Named-object pointing records:
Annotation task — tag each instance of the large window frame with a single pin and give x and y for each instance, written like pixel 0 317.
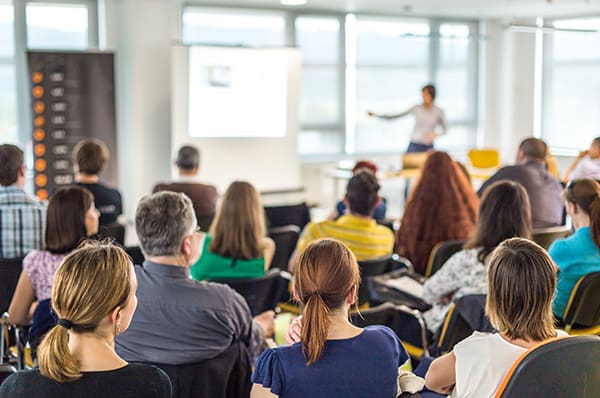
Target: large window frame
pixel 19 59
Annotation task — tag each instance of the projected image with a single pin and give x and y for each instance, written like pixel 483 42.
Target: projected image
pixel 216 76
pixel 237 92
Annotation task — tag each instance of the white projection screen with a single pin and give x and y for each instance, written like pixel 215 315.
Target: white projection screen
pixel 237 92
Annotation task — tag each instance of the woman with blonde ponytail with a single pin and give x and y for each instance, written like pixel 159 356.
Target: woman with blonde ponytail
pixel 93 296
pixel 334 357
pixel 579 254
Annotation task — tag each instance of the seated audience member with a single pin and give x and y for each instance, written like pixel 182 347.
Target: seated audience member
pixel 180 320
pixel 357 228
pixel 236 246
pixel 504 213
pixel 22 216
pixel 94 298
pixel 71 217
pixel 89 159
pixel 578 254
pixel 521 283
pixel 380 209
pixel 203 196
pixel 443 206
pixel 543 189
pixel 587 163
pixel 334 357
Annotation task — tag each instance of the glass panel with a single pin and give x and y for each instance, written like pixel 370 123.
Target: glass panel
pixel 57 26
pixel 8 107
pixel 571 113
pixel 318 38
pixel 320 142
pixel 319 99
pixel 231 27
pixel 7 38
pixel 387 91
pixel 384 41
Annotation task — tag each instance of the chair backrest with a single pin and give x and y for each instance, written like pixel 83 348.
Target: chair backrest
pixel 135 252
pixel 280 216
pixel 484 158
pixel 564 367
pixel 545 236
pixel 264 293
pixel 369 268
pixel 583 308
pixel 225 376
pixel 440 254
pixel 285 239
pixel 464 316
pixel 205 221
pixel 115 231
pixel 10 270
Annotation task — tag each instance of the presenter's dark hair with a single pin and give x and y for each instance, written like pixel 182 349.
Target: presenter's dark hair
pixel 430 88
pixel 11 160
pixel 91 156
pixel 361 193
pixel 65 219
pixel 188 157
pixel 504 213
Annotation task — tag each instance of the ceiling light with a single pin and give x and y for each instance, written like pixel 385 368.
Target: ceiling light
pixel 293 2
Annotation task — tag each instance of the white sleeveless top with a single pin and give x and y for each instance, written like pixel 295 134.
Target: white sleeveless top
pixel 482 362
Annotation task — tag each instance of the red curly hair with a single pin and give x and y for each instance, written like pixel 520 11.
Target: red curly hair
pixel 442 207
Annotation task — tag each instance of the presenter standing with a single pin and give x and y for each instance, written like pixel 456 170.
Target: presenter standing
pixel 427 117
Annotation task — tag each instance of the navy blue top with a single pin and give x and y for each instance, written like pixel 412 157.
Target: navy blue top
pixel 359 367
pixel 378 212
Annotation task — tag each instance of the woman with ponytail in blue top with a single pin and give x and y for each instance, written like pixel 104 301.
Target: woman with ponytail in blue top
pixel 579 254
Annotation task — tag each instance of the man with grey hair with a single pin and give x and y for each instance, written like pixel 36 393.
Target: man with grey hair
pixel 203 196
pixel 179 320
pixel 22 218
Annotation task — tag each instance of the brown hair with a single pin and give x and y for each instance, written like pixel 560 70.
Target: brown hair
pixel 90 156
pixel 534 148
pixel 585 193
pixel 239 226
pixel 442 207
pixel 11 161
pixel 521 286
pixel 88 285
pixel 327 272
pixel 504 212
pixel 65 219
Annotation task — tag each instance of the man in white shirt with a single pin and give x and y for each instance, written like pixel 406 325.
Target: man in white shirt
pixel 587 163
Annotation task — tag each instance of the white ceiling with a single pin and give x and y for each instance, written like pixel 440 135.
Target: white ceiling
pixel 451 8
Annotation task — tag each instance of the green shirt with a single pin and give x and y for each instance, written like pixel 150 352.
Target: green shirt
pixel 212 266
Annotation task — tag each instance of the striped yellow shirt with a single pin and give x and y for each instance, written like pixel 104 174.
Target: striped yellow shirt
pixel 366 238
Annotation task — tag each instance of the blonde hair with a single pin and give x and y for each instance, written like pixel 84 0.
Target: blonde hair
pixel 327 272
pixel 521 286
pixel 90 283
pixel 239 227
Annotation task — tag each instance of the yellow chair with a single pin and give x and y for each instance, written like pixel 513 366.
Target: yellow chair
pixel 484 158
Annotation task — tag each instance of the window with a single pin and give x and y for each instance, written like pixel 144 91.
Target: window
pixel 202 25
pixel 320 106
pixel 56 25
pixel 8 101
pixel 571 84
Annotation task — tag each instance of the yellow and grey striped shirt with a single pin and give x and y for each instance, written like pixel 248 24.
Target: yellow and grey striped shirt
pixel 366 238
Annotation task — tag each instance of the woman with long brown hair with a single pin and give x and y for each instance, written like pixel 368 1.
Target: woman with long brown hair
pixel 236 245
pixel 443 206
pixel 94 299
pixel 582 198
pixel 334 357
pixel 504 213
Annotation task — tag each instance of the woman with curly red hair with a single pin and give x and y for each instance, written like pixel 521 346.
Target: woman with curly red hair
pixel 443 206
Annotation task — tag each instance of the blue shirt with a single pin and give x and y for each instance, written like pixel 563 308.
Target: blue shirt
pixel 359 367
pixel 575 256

Goal: Can you output the listing above verbatim, from start to finish, with the pictures omitted?

Solved problem:
Annotation task — tag each instance of the large window frame with a single pin and give x and y for each instance, written like pixel 0 317.
Target: large window frame
pixel 19 59
Annotation task — tag each instance of the projected image with a single pin and give x and y for each instance, written like pixel 483 42.
Target: projected image
pixel 216 76
pixel 237 92
Annotation task — tag each instance of the white projection screen with a single pin and give x and y for each instance, written like pixel 215 315.
Target: white projection screen
pixel 237 92
Annotation task — tag each instance of the woman with blonde ponytail with a single pin and give x and y for each instance, written like pixel 159 356.
Target: woman with blonde ponytail
pixel 93 296
pixel 334 357
pixel 579 254
Annotation task — tag each instance of the seated audience member with a single pin and give x and y for each instance, written like pixel 182 347.
Target: seated audience member
pixel 180 320
pixel 357 228
pixel 236 246
pixel 504 213
pixel 22 216
pixel 94 298
pixel 71 217
pixel 89 159
pixel 578 254
pixel 521 283
pixel 380 209
pixel 203 196
pixel 443 206
pixel 543 189
pixel 587 163
pixel 334 357
Annotation task — tag each instance of the glass panel with a single pin and give x and y for each instance, written like pixel 370 123.
Target: glass panel
pixel 57 26
pixel 8 107
pixel 571 113
pixel 318 38
pixel 320 142
pixel 319 99
pixel 231 27
pixel 7 38
pixel 387 91
pixel 384 41
Annotation task — tag each instance of the chair backrest with a single pin and give x and y for each instance, written like pixel 83 348.
Target: chair backrest
pixel 135 252
pixel 280 216
pixel 484 158
pixel 564 367
pixel 545 236
pixel 264 293
pixel 369 268
pixel 583 308
pixel 225 376
pixel 440 254
pixel 285 239
pixel 464 316
pixel 205 221
pixel 115 231
pixel 10 270
Annotation task — tag each instance of the presenter's dark hair with a single pin and give x and y for each instance, written like pixel 182 349.
Target: presenter's dark hair
pixel 430 88
pixel 11 160
pixel 91 156
pixel 361 193
pixel 65 219
pixel 188 157
pixel 504 213
Annotation task — tag each instance of the ceiling light with a single pin and give x and y for each instance, written like pixel 385 368.
Target: ceiling light
pixel 293 2
Annotation task — tag each instance of the white sleeveless top with a single pin and give x and y for each instance, written like pixel 295 134.
Target: white sleeveless top
pixel 482 362
Annotation task — tag each instance of the red curly hair with a single pin and give x and y for each instance, written like pixel 520 11.
Target: red curly hair
pixel 442 207
Annotation task — tag each instance of the presenter standing with a single pin and give x and y for each instance, written like pixel 456 170.
Target: presenter standing
pixel 427 117
Annotation task — tag each instance of the navy blue top with a single pin and give x and y for each instance, written like pixel 412 157.
Target: navy blue top
pixel 359 367
pixel 378 212
Annotation task — tag each instance of the woman with ponytail in blue top with a single pin and give x and y for each instance, written like pixel 104 301.
Target: woman with ponytail in blue top
pixel 579 254
Annotation task — tag each instance of the man with grey hair with a single pin and give x and y for each instance, written like pixel 36 393.
Target: man with grey hair
pixel 203 196
pixel 179 320
pixel 22 218
Annotation task — tag each instance of the brown hair with a single pin and give x and y for each instance, written like pixel 560 70.
Target: brown hair
pixel 90 156
pixel 534 148
pixel 585 193
pixel 239 226
pixel 442 207
pixel 11 161
pixel 521 286
pixel 88 285
pixel 327 272
pixel 504 212
pixel 65 219
Annotation task — tag each instance of the man in white shirt with a single pin and give x and y for each instance, written like pixel 406 325.
Target: man in white shirt
pixel 587 163
Annotation task — tag each instance of the white ceiling with a single pin and give x and y for each instance, written like pixel 440 135.
Target: white ceiling
pixel 451 8
Annotation task — tag each instance of the green shirt with a single pin and give x and y for each instance, written like pixel 150 352.
Target: green shirt
pixel 212 266
Annotation task — tag each instance of the striped yellow shirt with a single pin and give x and y for each instance, written like pixel 104 174.
Target: striped yellow shirt
pixel 366 238
Annotation task — tag each instance of the blonde hair with a single pin and give x and y for each instance, written like pixel 84 0.
Target: blonde hair
pixel 327 272
pixel 521 286
pixel 90 283
pixel 239 227
Annotation task — tag each instance of the yellow chair with a single pin and give x and y for each instance, written like pixel 513 366.
Target: yellow chair
pixel 484 158
Annotation task — tag each instance of the window with a single pin and give x and y for each instance, written like pixel 144 91.
Target: window
pixel 202 25
pixel 320 106
pixel 56 25
pixel 8 101
pixel 571 84
Annotation task — tag each instance of the yellow and grey striped shirt with a single pin and give x and y for each instance, written like pixel 248 24.
Target: yellow and grey striped shirt
pixel 366 238
Annotation task — tag each instance of the woman with long brown hair with a single pin and give x and y for each instance, written like pixel 368 1.
Target: woman with long brown hair
pixel 236 245
pixel 443 206
pixel 94 299
pixel 582 198
pixel 334 357
pixel 504 213
Annotation task — tag each instance of the woman with curly red hair with a single pin and give x and y for each instance, written like pixel 521 346.
Target: woman with curly red hair
pixel 443 206
Annotation task — tag each instance of the blue shirt with a single pin and give x and y for each instance, written like pixel 563 308.
Target: blue shirt
pixel 359 367
pixel 575 256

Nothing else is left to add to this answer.